*DIRECTIONS FOR THIS TASK:* Quote every one of the following lines verbatim, altering nothing.

*SOURCE MATERIAL:*
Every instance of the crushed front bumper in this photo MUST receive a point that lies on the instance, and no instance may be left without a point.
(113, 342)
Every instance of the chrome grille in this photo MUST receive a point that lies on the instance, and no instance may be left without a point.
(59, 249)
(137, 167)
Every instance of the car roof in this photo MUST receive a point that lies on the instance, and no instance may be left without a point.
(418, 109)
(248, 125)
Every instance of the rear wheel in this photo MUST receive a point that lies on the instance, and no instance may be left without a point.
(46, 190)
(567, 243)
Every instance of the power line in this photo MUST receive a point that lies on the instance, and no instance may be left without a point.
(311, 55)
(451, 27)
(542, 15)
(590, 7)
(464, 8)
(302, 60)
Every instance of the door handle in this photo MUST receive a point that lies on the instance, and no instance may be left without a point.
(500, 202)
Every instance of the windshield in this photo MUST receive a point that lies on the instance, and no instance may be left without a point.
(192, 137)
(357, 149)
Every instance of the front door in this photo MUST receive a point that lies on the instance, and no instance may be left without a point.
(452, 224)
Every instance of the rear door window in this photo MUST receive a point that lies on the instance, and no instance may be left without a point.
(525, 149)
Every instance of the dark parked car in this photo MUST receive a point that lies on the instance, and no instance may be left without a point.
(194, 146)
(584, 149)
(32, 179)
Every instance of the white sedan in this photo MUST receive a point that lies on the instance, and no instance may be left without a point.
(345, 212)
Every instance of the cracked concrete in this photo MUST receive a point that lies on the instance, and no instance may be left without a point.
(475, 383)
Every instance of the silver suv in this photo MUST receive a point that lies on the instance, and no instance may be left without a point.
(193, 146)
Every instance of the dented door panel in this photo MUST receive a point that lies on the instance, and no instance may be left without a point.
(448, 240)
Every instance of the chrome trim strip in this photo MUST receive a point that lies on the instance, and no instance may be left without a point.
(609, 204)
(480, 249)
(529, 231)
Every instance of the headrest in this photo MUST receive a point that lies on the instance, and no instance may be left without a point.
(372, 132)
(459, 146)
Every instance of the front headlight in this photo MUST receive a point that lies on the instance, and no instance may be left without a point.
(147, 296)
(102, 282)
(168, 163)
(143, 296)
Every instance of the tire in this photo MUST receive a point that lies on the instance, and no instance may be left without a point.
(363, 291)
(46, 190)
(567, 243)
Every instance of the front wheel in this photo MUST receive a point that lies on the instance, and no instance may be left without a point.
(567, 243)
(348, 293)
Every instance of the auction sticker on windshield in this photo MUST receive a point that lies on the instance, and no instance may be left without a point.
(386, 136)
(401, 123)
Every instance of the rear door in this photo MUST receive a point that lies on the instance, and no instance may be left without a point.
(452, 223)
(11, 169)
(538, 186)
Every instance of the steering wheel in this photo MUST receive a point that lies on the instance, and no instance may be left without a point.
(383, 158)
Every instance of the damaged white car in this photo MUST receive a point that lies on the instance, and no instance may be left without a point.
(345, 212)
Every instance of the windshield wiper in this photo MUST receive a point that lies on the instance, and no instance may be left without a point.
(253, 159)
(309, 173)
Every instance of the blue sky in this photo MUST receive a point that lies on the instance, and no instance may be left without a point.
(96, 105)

*CORRECT OUTPUT:*
Every instance of the crushed front bumper in this photo MUST receive a point that lies on the instance, and no instance may be left without a point.
(113, 342)
Every instance of the chrome grille in this photo MUST receive a point that lies on the instance, and no instance may be left without a point.
(59, 249)
(137, 167)
Every instance of the car roof in this photo MUST receive a point that lies on the instance, and no instance may be left without a point.
(418, 109)
(248, 125)
Every instance of the rear wheel in this photo MUST receive a point that lies on the instance, and no instance may be left without a point.
(46, 190)
(567, 243)
Every instance of the power line in this photo MUST receive a point that lies on the instance, and no instance may be left without a point.
(311, 55)
(451, 27)
(542, 15)
(590, 7)
(464, 8)
(302, 60)
Every instance of the door handle in this photo MUST receive a point that lies on the instance, and no instance may be left without a point.
(500, 202)
Every instance of the windshield in this photo MUST receive a point that lies on the instance, and no instance may be left without a point.
(192, 137)
(357, 149)
Every instance of the front door in this photo MUST receive a point that lies on the instance, and no instance may be left without a point.
(452, 224)
Every instance of the rear door window in this photo MUST receive a point that lies on the instance, and no instance may be left without a point.
(525, 149)
Every instance of the dark parked car in this photo MUST receive a point that lies on the instance, and no instance may be left without a point.
(194, 146)
(584, 149)
(32, 179)
Every instance of the white sedan in this photo MUST receive a point that lies on the instance, and no instance may be left without a point.
(345, 212)
Every instance of the cracked concrete in this photo MUST receive a point that lies on the instance, and no instance may be left without a point.
(475, 383)
Every instance of the silver suv in this photo MUST receive a point that lies on the instance, and no instance may be left without a point.
(193, 146)
Every instance of the dented door panel in this photo MUST receive a point that lies on the instance, and no instance may be left without a point.
(448, 240)
Every instance of the chrome trim strip in this photo MUST receive a point that lies on the instance, and no instance may be left without a point.
(609, 204)
(480, 249)
(529, 231)
Every instance of the headrest in this photo MUST receive a point that lies on the instance, and no instance may be left without a point.
(372, 132)
(459, 146)
Every instance of the front headlight in this photo MUST receive a point that lies on the instance, and no instance may be left without a point.
(147, 296)
(102, 282)
(168, 163)
(143, 296)
Every instance of the tire in this photo MUST receive a point that lies on the instance, and no instance may be left without a point.
(363, 291)
(46, 190)
(567, 243)
Every instance of the front wheel in this photo MUST receive a point that lies on the instance, and no instance may be left without a point.
(567, 243)
(348, 293)
Every instance of the auction sticker on windshield in this photo MUST receive a point that lies on the instance, and no instance may be left without a point.
(386, 136)
(401, 123)
Every instance of the rear door in this photo MUST receive a point that lies on the instance, and no instance may be left without a point.
(452, 223)
(11, 169)
(538, 186)
Every instance of the steering wheel in this photo MUST receive a point that lies on the instance, and no instance may be left without a point.
(383, 158)
Every instance of the damaged white car in this photo MUST receive a point that lies on the instance, and no instance may be left without a point.
(345, 212)
Every instance of the windshield wiper in this photo MUST receive a point that lies on the instance, and no instance may be left without a point.
(253, 159)
(309, 173)
Every instance of the blue sky in this photo MUST receive a point that lies on the instance, and no instance may be left without a point.
(96, 105)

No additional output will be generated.